■ Region annotation entries ■
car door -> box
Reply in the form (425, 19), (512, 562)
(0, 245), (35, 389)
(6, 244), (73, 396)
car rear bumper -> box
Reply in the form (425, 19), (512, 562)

■ EXERCISE ■
Please reproduce the rows above word for word, with no changes.

■ PROBLEM SOLUTION ■
car door -> box
Reply in the form (425, 19), (512, 562)
(0, 245), (35, 389)
(6, 244), (73, 396)
car rear bumper -> box
Reply in the form (425, 19), (512, 562)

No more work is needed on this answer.